[GIVEN RECORDS — start]
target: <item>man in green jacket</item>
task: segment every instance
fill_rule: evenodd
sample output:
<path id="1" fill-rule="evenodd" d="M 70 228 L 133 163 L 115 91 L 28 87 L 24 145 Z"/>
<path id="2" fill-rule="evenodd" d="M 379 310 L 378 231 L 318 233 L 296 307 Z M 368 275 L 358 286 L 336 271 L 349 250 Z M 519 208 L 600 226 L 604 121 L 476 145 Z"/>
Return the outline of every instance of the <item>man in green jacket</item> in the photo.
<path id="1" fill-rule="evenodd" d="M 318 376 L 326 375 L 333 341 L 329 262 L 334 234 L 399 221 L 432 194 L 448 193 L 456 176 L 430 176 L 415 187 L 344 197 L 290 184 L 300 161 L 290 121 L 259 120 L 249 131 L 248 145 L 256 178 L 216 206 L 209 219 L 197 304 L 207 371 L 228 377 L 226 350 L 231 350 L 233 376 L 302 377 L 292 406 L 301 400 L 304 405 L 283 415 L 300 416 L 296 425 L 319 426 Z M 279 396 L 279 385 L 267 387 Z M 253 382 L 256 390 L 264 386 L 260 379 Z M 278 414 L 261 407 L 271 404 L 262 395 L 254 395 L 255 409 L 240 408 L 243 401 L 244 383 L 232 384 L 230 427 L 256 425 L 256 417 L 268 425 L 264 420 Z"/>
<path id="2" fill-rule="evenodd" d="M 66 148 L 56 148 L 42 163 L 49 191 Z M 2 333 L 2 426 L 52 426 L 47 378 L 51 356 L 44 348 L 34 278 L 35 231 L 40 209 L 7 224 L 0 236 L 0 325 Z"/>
[GIVEN RECORDS — finish]
▶ **WHAT TO WORK ON**
Write out only the lines that run from the line containing "fill_rule: evenodd" through the line containing "379 310 L 378", both included, exactly as they appear above.

▶ **RESPONSE TO THE EXERCISE**
fill_rule: evenodd
sample output:
<path id="1" fill-rule="evenodd" d="M 70 228 L 133 163 L 115 91 L 28 87 L 24 145 Z"/>
<path id="2" fill-rule="evenodd" d="M 379 310 L 378 231 L 318 233 L 296 307 Z M 368 275 L 358 286 L 336 271 L 349 250 Z M 519 208 L 600 226 L 604 121 L 476 145 Z"/>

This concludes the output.